Currently, financial and investment advisors have several voluntary organizations. Some of them award certifications and designations; some do not. Many of them have ethical codes of conduct, but I would argue that most of these ethical codes fail to set forth the parameters of fiduciary obligations correctly, or in sufficient detail. See: Little-known understudy steps into NAPFA star role as Ron Rhoades bows out.

If we are to achieve a true profession, at the time of the next financial crisis, we must prepare, and voluntarily unite around, robust rules of professional conduct in which a true fiduciary standard is embraced by all of the members of such an organization and enforced through appropriate peer review. Then, armed with experience over the years in applying such a standard, the organization and its professionals would be well-equipped to petition and inform Congress of the merits of a true PRO at the time of the next major financial crisis.

What about the Dodd-Frank Act?

It is possible that a bona fide fiduciary standard can be imposed by the SEC on all those who provide personalized investment advice under Section 913 of the Dodd-Frank Act. I (and many others) will continue to advocate for this, through comment letters, other writings and visits to the SEC. I will also continue my advocacy in support of the Labor Department’s reproposal of its “Definition of Fiduciary” — in which the strict “sole interests” standard would be applied to nearly all providers of investment advice to defined-contribution plans and individual retirement accounts. See: Barney Frank puzzles crowd on his fiduciary stance at TD summit — as questions from Skip Schweiss and advisors expose his haziness on the RIA structure and soul.

Yet, as seen in the SEC’s March 2013 request for Information, major economic interests (Wall Street firms and insurance companies) have influenced the SEC to “assume” various parameters for a “fiduciary standard” that is not really a fiduciary standard at all — at least in the context of the world of professional advisors.

**Data listing**
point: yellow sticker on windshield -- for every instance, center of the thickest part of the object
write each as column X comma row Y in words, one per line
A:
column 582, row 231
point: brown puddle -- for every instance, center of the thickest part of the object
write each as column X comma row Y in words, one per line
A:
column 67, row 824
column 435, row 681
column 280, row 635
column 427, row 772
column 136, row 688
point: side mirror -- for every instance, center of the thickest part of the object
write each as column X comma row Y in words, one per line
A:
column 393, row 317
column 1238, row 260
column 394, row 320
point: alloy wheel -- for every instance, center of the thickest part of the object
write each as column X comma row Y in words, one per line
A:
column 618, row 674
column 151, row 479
--
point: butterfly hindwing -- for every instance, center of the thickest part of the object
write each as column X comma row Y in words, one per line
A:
* * *
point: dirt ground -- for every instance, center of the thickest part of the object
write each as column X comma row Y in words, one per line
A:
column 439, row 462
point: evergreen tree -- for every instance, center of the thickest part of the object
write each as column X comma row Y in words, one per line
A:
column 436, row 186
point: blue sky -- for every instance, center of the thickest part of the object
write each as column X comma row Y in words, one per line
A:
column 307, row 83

**Job**
In the text on the fiduciary standard, list every means through which the writer says they will keep advocating for a fiduciary standard from the SEC.

**Reply to the exercise**
Comment letters, other writings, and visits to the SEC.